- Source extract -
- - - - - - -
As the first few long rallies unfolded at the start of the match, fears of a Muguruza unraveling grew in our minds. These were exactly the kind of situations where things had started falling apart for her recently; her inability to tame her big groundstrokes and keep them in the court had proved to be her undoing far too many times.
But on this day, Muguruza displayed a brand of zen-like patience that we didn’t know she had in her. Instead of trying to end the points with flat strikes, she put more spin and air on the ball than she ever has. Her forehand in particular was a picture of control; she never tried to do too much with it, but still generated enough depth and pace to keep Svitolina on the backfoot.
The Ukrainian did her best to elongate the rallies, but to her horror that soon started working against her. With every lengthy exchange Muguruza grew in confidence, and by the middle of the first set she was opening up the court at will and finishing with winners that didn’t even have to be close to the lines.
Her serve was working like a charm too. Double faults have often plagued the Spaniard at crunch moments, but on Saturday she made just one all match. Her first serve was also as big a weapon as it has ever been; she dropped just four points on it, for a remarkable 84 percent success rate.
The first set went by in a barely believable 23 minutes; Svitolina is among the best in the world at stretching out points and games, and even she couldn’t make a dent in the Spaniard’s water-tight game. And yet, astonishingly, the best of Muguruza was still to come.
- - - - - - -
- Point-per-instance localization data -
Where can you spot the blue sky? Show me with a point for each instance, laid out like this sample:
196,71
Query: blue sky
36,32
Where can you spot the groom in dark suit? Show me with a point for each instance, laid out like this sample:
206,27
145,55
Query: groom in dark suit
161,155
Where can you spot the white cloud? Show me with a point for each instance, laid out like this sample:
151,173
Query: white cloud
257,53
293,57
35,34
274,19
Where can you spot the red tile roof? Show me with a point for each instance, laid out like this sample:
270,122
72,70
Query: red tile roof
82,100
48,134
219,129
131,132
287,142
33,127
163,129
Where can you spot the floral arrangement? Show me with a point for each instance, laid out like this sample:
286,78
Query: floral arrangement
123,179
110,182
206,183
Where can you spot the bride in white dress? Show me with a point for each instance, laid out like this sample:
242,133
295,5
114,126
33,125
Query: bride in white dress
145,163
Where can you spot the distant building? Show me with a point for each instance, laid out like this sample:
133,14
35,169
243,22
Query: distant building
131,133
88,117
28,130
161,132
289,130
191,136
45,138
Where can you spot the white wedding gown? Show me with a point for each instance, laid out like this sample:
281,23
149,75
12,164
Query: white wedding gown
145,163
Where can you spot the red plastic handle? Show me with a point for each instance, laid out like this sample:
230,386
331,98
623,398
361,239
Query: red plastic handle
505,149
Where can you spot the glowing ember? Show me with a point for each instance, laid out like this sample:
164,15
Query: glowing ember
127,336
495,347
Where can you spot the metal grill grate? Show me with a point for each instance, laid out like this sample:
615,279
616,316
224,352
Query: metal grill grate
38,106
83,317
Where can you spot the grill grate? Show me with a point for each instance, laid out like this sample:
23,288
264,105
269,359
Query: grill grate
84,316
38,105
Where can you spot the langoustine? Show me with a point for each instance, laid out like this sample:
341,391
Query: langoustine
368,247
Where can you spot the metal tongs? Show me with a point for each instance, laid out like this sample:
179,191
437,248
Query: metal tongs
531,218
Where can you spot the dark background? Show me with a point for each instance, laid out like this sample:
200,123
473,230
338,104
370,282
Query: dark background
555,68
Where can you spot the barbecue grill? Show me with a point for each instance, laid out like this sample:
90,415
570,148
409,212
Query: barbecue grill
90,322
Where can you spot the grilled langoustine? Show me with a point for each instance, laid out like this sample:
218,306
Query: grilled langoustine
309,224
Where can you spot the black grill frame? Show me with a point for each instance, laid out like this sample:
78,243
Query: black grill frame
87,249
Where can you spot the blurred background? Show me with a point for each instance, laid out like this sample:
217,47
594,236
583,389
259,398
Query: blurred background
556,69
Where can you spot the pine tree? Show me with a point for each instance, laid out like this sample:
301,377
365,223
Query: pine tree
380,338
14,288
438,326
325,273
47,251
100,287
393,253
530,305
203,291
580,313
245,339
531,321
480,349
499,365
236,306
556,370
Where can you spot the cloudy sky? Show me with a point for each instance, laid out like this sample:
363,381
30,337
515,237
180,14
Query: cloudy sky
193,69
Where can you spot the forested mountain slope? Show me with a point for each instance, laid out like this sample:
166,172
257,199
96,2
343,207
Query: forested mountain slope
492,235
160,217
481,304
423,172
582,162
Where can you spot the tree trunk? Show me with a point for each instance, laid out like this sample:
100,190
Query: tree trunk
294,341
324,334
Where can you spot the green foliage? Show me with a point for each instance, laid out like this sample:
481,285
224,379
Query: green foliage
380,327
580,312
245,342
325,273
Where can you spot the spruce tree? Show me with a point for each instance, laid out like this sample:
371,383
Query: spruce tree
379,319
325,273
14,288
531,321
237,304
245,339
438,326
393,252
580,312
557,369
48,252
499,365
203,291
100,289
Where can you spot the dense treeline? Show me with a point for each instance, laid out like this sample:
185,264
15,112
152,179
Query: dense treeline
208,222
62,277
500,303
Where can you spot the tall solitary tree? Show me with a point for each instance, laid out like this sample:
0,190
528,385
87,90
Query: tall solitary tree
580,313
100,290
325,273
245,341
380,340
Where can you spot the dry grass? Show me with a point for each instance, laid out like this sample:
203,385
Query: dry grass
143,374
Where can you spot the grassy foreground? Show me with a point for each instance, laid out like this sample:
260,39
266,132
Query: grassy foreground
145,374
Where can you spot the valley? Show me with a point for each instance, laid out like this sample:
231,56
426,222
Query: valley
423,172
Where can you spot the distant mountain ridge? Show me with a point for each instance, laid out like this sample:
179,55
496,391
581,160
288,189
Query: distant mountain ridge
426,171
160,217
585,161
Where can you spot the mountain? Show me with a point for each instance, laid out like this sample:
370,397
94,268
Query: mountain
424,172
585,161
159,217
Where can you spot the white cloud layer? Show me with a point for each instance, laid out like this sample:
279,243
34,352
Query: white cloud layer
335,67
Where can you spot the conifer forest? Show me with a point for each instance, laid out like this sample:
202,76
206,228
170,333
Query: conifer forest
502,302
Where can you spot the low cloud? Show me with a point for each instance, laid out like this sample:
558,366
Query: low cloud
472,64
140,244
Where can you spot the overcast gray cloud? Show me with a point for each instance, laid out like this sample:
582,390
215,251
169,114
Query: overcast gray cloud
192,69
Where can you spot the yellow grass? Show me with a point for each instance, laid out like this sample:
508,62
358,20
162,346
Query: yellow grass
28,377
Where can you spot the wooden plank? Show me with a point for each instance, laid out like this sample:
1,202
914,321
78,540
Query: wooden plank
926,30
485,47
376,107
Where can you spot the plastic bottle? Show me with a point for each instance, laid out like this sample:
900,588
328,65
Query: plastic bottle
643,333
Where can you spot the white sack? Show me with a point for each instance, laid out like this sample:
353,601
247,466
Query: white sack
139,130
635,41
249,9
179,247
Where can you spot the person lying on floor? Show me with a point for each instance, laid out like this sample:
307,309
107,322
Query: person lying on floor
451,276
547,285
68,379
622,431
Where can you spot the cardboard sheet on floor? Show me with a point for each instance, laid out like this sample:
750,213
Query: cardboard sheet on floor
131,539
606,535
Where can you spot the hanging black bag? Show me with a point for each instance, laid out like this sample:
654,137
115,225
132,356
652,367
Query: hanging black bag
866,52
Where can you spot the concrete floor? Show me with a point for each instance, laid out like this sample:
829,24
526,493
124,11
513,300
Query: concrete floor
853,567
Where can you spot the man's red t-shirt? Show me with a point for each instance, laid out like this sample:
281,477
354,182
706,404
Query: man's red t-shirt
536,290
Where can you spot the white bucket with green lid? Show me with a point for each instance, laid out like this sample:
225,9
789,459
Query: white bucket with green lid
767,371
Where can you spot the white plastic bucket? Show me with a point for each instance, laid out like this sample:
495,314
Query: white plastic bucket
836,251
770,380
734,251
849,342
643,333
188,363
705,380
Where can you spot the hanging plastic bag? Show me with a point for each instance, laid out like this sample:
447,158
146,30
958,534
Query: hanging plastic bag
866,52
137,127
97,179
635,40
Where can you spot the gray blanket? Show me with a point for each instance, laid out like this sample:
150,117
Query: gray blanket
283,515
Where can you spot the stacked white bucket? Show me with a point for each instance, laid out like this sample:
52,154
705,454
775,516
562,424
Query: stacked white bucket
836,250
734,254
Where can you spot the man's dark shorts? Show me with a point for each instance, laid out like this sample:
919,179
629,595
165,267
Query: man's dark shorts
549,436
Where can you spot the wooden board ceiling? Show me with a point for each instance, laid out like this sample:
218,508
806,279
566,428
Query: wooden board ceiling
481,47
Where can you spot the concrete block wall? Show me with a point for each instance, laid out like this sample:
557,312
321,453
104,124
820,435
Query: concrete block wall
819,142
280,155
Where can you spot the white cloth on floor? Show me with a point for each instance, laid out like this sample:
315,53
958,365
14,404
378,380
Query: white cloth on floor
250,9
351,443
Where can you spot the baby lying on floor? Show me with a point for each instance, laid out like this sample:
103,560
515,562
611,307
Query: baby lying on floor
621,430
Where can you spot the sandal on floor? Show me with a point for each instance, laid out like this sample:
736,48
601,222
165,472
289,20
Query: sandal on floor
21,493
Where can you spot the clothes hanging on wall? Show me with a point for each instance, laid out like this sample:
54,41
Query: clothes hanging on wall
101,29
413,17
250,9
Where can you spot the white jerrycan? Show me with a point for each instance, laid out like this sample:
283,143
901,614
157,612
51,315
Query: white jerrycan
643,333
- - - - - - -
- Instructions -
- a) Please explain, in one to three sentences, why fears of Muguruza unraveling grew as the long rallies unfolded early in the match, according to the match report.
- b) Rewrite the match report from "But on this" up to and including "to the lines.", putting "backhand" in place of "forehand".

- Exercise solutions -
- a) Long rallies were exactly the kind of situations in which things had recently started falling apart for her. Her inability to tame her big groundstrokes and keep them in the court had been her undoing far too many times.

- b)
But on this day, Muguruza displayed a brand of zen-like patience that we didn’t know she had in her. Instead of trying to end the points with flat strikes, she put more spin and air on the ball than she ever has. Her backhand in particular was a picture of control; she never tried to do too much with it, but still generated enough depth and pace to keep Svitolina on the backfoot.
The Ukrainian did her best to elongate the rallies, but to her horror that soon started working against her. With every lengthy exchange Muguruza grew in confidence, and by the middle of the first set she was opening up the court at will and finishing with winners that didn’t even have to be close to the lines.